● **Work required**:
Turn every line of the material below into a Markdown table with two columns, Row and Line, numbering each row and skipping blank lines. Leave the pictures out of the table.

● **Given data**:
▬▬▬

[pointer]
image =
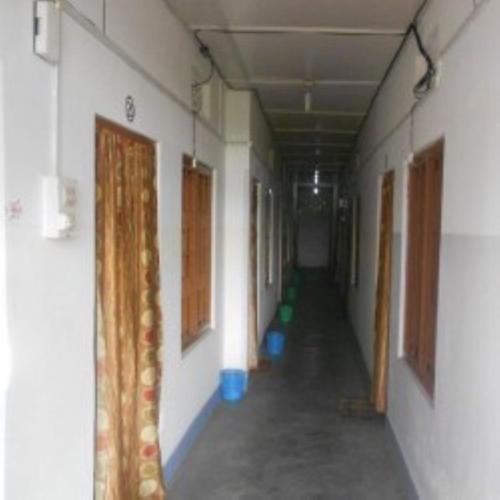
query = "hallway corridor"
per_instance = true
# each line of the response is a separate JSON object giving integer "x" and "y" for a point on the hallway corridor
{"x": 286, "y": 440}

▬▬▬

● **Problem solution**:
| Row | Line |
|---|---|
| 1 | [pointer] |
| 2 | image = |
| 3 | query = "hallway corridor" |
| 4 | per_instance = true |
| 5 | # each line of the response is a separate JSON object giving integer "x" and "y" for a point on the hallway corridor |
| 6 | {"x": 286, "y": 440} |